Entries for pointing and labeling
_ _ _
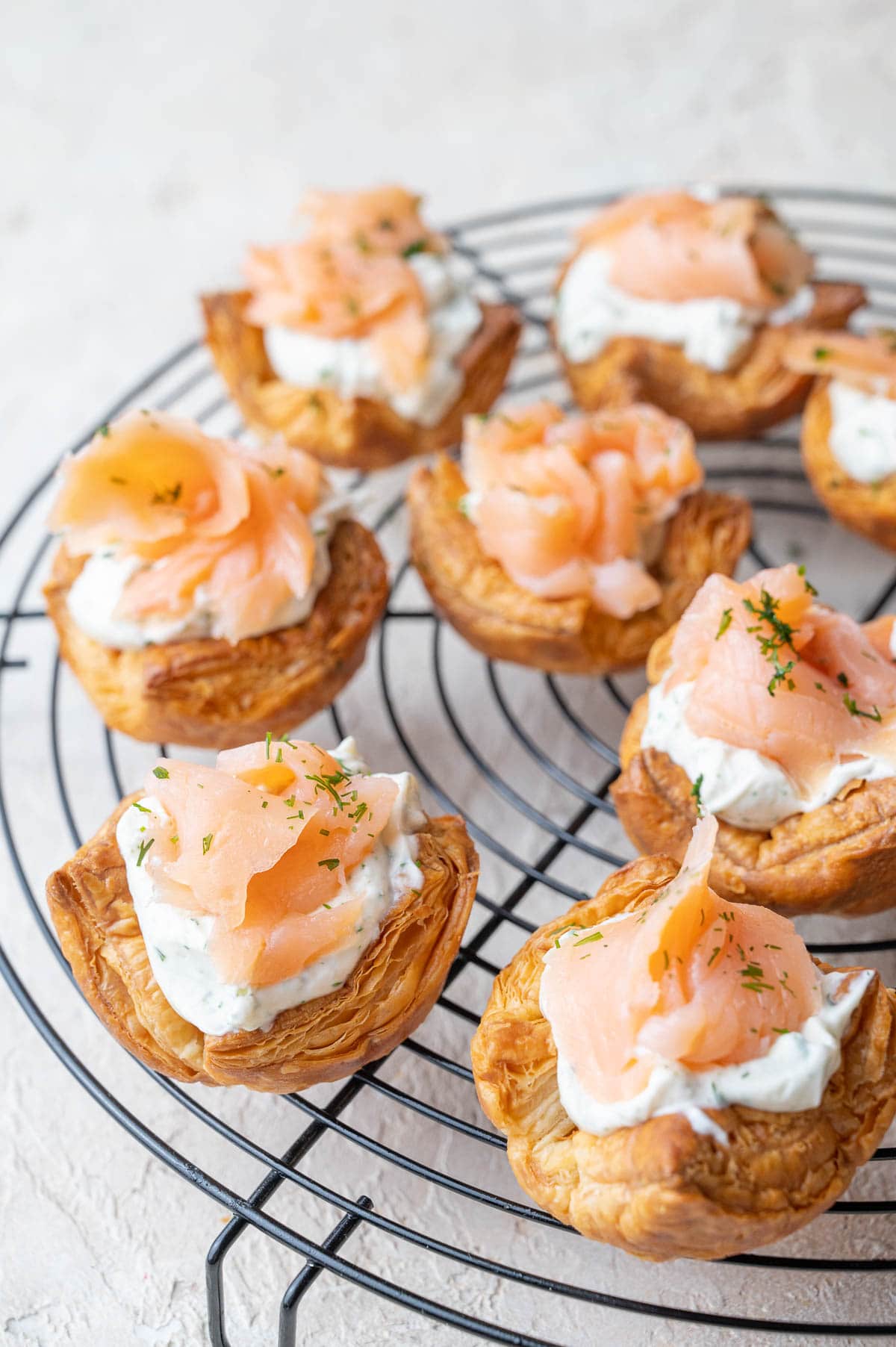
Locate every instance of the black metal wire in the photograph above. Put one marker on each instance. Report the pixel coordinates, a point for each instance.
(500, 247)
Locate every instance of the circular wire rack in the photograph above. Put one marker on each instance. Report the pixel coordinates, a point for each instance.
(537, 756)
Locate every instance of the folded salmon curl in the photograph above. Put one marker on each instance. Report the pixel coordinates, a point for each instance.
(867, 363)
(263, 844)
(199, 522)
(688, 980)
(351, 278)
(576, 505)
(675, 247)
(778, 673)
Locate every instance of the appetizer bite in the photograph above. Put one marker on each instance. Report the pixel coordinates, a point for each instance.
(570, 543)
(205, 589)
(849, 427)
(361, 343)
(689, 303)
(276, 921)
(779, 715)
(675, 1075)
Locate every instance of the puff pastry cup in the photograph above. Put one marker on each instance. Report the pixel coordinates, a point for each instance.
(211, 693)
(732, 405)
(839, 859)
(564, 636)
(867, 508)
(390, 993)
(659, 1189)
(358, 432)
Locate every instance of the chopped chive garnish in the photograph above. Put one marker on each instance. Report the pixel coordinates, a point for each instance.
(849, 702)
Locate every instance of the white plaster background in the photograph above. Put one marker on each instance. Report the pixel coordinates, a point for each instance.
(140, 147)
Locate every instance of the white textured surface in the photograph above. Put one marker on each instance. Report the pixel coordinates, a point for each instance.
(142, 149)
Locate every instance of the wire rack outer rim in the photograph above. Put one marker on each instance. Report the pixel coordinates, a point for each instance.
(325, 1254)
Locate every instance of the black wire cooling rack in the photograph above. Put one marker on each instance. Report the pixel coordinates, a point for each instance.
(537, 755)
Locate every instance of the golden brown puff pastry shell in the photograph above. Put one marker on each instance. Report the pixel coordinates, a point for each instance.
(659, 1189)
(566, 636)
(391, 992)
(358, 432)
(868, 508)
(214, 694)
(728, 405)
(840, 859)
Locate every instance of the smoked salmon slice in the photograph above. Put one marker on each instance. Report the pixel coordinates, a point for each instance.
(688, 980)
(867, 363)
(349, 278)
(674, 247)
(199, 512)
(263, 844)
(569, 505)
(778, 673)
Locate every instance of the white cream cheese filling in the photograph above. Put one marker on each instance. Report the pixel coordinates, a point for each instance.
(178, 941)
(712, 332)
(741, 786)
(99, 588)
(791, 1077)
(351, 367)
(862, 434)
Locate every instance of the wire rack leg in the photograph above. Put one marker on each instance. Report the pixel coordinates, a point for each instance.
(266, 1189)
(309, 1275)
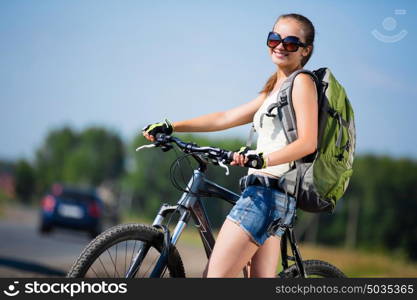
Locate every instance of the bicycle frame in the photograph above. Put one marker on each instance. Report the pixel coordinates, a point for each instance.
(190, 205)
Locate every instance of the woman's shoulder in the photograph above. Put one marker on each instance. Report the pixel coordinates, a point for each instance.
(304, 81)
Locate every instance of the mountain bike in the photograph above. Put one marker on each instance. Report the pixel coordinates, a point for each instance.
(138, 250)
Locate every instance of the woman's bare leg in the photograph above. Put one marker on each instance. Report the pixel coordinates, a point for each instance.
(232, 251)
(265, 261)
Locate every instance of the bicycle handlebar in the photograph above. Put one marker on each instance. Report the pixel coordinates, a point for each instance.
(220, 156)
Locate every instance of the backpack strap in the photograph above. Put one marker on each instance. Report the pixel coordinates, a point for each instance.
(286, 115)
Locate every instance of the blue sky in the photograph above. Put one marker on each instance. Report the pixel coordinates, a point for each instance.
(124, 64)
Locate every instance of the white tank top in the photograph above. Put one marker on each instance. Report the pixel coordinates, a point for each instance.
(271, 136)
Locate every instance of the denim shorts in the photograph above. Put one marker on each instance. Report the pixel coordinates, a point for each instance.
(258, 207)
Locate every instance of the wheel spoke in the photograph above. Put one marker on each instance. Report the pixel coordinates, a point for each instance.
(111, 258)
(104, 268)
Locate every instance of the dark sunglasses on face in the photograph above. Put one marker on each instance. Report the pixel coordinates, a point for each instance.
(290, 43)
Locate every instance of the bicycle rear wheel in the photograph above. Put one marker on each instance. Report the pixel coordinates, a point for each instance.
(112, 252)
(313, 268)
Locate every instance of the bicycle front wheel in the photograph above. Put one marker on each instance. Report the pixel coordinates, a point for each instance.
(112, 253)
(313, 268)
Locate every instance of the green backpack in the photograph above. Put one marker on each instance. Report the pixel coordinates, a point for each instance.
(319, 179)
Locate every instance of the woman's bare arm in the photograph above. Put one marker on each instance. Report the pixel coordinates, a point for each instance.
(239, 115)
(306, 111)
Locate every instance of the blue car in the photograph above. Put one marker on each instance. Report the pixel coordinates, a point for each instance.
(71, 208)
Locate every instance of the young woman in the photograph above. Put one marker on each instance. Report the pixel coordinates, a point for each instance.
(244, 236)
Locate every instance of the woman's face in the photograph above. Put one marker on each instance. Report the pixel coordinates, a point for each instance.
(282, 58)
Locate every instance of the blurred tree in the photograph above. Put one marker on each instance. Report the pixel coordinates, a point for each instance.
(89, 158)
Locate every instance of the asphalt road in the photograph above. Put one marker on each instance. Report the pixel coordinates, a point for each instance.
(26, 253)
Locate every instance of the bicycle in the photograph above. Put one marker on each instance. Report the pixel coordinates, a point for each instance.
(155, 245)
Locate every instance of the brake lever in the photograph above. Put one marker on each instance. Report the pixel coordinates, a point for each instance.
(221, 164)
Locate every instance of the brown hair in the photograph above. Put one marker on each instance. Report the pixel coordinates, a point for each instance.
(309, 31)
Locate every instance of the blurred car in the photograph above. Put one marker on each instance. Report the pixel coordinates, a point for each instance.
(71, 208)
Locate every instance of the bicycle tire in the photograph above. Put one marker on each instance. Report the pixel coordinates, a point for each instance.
(124, 233)
(313, 268)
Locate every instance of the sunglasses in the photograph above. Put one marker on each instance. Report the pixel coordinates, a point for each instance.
(290, 43)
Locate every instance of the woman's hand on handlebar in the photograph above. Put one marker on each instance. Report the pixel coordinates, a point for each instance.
(239, 160)
(150, 131)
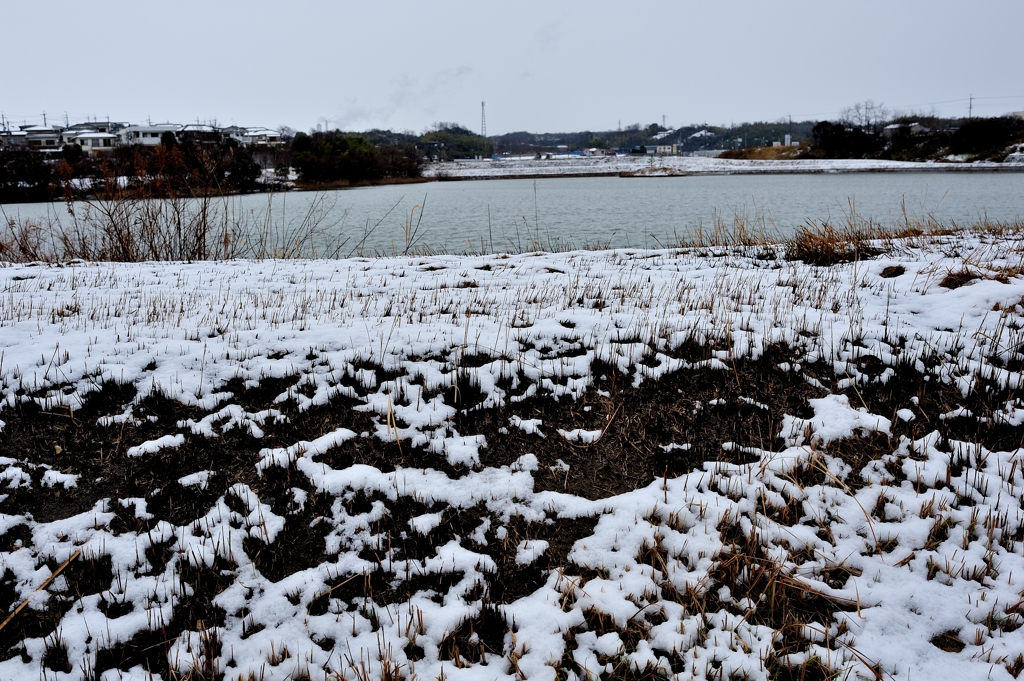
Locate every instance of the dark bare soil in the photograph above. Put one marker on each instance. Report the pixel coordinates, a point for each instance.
(704, 409)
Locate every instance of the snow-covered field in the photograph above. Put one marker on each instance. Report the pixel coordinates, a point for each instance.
(716, 463)
(671, 166)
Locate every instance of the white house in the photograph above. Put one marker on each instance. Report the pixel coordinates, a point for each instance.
(42, 137)
(146, 135)
(94, 142)
(258, 137)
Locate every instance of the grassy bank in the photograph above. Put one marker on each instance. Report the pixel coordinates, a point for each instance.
(744, 458)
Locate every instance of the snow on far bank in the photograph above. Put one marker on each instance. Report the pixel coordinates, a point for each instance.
(671, 166)
(938, 553)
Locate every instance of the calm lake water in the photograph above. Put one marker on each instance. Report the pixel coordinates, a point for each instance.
(515, 215)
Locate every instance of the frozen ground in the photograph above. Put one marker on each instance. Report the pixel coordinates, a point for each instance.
(716, 464)
(671, 166)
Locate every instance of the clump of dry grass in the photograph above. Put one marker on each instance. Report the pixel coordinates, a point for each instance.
(823, 245)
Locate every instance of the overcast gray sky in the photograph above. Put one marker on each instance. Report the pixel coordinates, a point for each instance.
(541, 66)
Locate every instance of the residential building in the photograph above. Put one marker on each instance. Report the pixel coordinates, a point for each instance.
(146, 135)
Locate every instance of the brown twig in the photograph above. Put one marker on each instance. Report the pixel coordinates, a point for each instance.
(41, 587)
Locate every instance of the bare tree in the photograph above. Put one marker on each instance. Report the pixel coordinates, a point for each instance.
(865, 115)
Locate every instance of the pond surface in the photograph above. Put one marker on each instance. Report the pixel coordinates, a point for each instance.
(523, 214)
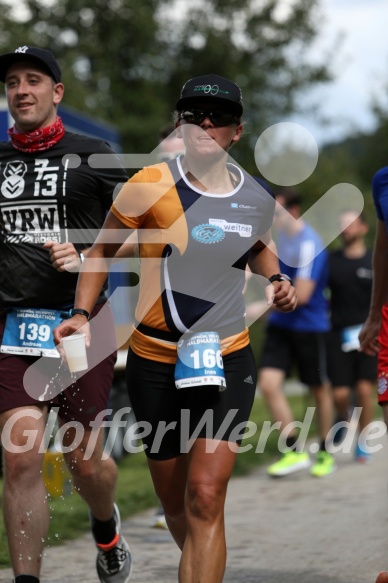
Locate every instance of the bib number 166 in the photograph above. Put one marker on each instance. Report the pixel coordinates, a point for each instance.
(208, 358)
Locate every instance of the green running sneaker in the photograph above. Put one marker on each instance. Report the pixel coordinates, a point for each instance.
(290, 462)
(324, 465)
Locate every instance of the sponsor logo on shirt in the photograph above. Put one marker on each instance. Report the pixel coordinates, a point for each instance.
(207, 233)
(241, 229)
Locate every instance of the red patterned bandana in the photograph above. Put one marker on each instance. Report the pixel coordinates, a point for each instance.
(38, 140)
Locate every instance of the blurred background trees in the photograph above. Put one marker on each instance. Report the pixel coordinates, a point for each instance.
(125, 61)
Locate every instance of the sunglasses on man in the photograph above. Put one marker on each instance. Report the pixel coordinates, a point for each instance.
(218, 117)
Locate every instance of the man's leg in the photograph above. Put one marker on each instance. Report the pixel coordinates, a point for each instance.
(25, 508)
(94, 479)
(325, 462)
(324, 409)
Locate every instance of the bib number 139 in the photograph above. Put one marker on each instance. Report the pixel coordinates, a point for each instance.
(208, 358)
(34, 331)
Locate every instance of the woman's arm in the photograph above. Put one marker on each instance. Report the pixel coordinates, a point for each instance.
(264, 261)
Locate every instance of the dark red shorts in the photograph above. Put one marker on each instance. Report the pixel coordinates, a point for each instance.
(382, 362)
(78, 400)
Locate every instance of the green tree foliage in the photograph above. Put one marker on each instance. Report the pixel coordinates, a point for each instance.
(125, 61)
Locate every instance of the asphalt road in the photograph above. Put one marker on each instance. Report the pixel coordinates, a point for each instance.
(297, 529)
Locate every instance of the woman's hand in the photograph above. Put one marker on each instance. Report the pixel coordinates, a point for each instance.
(282, 295)
(63, 256)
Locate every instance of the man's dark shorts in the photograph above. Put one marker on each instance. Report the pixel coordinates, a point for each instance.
(284, 348)
(83, 399)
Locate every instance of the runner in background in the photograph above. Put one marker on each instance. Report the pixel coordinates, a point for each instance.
(374, 334)
(352, 373)
(298, 339)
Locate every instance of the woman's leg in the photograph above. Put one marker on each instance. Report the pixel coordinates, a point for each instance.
(192, 489)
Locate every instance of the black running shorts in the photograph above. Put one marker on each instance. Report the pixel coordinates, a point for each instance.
(171, 416)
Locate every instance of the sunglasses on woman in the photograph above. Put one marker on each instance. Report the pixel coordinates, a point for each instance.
(218, 117)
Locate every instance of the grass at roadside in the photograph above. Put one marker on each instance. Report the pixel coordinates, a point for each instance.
(69, 517)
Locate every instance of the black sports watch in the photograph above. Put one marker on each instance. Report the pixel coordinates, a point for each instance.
(280, 277)
(75, 311)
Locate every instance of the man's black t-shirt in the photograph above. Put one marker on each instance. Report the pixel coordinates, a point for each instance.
(350, 283)
(53, 194)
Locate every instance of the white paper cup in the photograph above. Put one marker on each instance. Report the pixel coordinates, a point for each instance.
(75, 352)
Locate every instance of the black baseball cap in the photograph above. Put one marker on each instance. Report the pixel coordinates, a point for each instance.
(34, 54)
(213, 88)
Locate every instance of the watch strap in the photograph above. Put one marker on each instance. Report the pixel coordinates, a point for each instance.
(280, 277)
(80, 311)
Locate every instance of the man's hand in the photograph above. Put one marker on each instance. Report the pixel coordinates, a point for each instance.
(282, 295)
(368, 336)
(63, 256)
(77, 323)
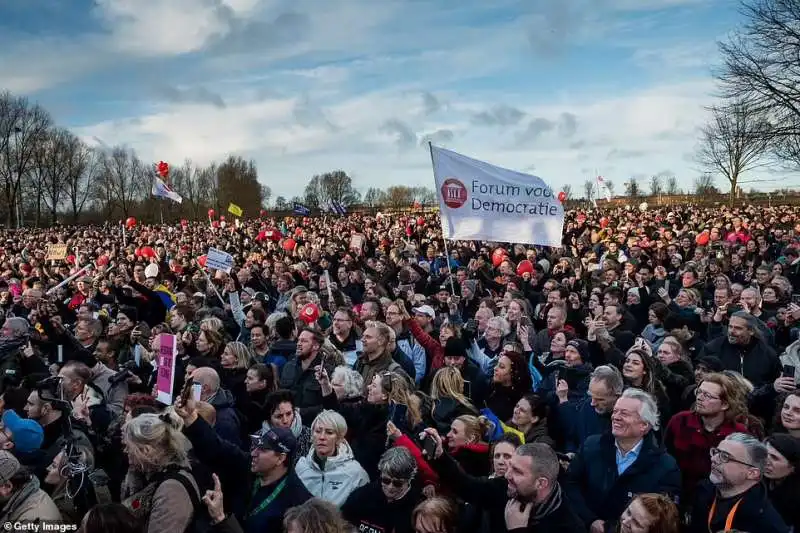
_ _ _
* Task prompt
Gather every line of the records above that contains the string "blurred". Case matters when matching.

* Response for this exercise
Locate every instance of the blurred tree in the photograph above. Put one marker on each instance. Report the pixel coordinates, a point for each instance.
Locate every instance of the blurred car in the photograph above. Put one marker on each instance. Report the pixel coordinates, a point for each instance.
Locate every instance of the blurred background trees in the photograph above. Put one marker on each instance. Report the pixel coordinates, a point for each instance.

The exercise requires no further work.